TASK BRIEF
Exactly the lines from the line containing "of the decorative" through the last line of the entries below should appear in the answer, reproduced verbatim.

Data records
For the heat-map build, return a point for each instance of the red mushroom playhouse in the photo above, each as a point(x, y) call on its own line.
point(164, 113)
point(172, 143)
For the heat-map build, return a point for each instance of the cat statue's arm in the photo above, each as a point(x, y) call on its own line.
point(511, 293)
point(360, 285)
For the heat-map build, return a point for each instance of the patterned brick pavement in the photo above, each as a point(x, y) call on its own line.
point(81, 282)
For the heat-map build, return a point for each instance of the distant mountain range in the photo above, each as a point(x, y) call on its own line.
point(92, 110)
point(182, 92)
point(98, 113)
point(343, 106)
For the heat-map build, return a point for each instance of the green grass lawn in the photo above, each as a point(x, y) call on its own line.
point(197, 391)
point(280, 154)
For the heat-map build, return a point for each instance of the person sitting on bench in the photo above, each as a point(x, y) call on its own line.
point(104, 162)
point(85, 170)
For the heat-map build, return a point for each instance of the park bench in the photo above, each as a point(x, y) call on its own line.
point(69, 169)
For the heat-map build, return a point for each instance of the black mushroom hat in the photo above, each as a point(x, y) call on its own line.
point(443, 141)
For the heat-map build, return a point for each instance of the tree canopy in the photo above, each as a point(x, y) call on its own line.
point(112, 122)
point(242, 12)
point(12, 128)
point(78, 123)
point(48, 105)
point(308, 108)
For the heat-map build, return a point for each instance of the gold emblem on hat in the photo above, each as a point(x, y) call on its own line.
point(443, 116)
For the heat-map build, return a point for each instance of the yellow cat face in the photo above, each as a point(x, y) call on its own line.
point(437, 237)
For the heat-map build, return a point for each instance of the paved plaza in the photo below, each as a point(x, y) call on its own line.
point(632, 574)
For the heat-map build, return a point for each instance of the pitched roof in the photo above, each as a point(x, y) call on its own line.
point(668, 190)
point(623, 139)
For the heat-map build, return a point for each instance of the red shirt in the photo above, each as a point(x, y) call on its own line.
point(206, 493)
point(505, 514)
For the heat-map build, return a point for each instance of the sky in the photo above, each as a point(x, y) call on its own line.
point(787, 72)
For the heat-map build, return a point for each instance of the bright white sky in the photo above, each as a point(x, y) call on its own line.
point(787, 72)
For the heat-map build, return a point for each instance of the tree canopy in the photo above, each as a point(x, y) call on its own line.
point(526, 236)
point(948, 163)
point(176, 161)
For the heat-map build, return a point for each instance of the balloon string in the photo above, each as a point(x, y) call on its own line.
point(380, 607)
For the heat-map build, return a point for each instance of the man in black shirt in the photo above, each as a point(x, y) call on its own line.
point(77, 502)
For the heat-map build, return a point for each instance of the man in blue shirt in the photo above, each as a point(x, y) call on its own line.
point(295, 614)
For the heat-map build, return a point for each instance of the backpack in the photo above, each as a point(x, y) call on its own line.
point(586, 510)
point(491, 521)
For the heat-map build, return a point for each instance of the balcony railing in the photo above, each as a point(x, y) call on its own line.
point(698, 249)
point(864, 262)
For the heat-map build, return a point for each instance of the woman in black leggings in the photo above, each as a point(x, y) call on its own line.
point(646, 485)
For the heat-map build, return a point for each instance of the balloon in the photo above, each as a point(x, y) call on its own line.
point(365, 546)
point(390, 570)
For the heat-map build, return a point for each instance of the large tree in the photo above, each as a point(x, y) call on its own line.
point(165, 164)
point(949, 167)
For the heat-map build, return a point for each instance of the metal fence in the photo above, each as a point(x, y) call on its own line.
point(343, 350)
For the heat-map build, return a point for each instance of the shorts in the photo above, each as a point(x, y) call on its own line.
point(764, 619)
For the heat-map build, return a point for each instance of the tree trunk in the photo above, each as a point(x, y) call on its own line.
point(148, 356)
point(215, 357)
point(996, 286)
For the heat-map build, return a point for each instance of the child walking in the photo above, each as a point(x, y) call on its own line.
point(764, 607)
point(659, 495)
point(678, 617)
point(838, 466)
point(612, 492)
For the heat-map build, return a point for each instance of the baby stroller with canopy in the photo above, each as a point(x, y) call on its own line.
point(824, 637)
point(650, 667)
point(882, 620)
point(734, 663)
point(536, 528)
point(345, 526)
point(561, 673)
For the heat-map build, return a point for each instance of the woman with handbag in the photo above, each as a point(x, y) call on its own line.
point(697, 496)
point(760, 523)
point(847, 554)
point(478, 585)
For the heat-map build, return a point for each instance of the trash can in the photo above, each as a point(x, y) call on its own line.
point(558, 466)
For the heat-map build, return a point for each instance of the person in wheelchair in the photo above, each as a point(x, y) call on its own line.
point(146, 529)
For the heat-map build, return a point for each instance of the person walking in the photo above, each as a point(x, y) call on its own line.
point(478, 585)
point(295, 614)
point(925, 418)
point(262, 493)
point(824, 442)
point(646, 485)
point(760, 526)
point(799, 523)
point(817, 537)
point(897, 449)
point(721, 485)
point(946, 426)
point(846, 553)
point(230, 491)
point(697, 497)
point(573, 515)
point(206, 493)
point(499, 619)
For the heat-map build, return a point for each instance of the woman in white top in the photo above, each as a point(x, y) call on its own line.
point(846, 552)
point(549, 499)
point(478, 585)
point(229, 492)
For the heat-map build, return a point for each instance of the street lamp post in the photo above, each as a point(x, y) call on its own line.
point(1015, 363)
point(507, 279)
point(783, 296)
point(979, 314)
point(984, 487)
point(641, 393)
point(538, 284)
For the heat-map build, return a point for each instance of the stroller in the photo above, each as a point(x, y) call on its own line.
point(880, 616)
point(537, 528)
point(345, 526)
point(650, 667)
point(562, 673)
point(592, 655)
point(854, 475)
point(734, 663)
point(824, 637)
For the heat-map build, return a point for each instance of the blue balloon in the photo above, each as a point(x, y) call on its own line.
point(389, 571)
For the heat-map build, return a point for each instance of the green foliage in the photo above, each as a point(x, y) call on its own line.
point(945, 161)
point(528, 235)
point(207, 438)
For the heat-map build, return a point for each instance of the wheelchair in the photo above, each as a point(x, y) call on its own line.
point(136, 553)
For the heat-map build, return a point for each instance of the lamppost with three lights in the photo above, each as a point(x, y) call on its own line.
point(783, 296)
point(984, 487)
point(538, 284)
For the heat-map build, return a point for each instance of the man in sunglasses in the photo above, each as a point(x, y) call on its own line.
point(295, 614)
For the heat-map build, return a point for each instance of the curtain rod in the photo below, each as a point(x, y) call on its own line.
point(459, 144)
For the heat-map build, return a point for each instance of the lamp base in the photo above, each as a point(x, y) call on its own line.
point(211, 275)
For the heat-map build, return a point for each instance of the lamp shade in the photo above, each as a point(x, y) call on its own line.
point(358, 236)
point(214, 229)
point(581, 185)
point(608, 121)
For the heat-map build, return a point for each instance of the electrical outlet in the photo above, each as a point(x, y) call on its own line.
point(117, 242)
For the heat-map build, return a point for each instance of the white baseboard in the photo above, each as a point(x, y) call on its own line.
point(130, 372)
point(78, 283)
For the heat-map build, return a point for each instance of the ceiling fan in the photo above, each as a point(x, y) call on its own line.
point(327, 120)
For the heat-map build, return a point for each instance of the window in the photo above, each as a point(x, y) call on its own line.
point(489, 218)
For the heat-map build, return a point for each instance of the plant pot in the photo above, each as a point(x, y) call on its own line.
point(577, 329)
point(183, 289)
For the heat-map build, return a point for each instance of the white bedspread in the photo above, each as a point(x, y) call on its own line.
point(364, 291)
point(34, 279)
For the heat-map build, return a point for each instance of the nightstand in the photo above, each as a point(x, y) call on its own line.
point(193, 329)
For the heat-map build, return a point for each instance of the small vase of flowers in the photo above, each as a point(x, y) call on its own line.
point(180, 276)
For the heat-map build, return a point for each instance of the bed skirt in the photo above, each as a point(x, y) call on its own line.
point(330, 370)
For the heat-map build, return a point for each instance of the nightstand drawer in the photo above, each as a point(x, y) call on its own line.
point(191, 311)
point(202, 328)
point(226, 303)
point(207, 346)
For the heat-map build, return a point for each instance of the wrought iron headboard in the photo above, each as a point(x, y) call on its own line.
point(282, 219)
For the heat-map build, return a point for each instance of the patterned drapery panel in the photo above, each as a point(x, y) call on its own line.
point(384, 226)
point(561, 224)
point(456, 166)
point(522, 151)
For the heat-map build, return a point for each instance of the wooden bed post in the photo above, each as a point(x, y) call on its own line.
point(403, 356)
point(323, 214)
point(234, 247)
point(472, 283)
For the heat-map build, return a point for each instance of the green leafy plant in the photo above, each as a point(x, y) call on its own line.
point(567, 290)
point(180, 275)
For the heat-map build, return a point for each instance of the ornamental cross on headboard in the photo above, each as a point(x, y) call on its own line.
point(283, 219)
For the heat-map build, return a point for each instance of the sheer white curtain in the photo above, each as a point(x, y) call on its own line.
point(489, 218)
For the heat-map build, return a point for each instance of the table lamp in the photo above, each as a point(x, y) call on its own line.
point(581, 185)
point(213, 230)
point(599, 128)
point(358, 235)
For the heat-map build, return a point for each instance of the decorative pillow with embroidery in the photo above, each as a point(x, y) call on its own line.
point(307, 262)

ANSWER FOR THE TASK
For the heat-map build, return a point for each instance of the decorative pillow with embroidery in the photo above, each as a point(x, y) call on its own line.
point(307, 262)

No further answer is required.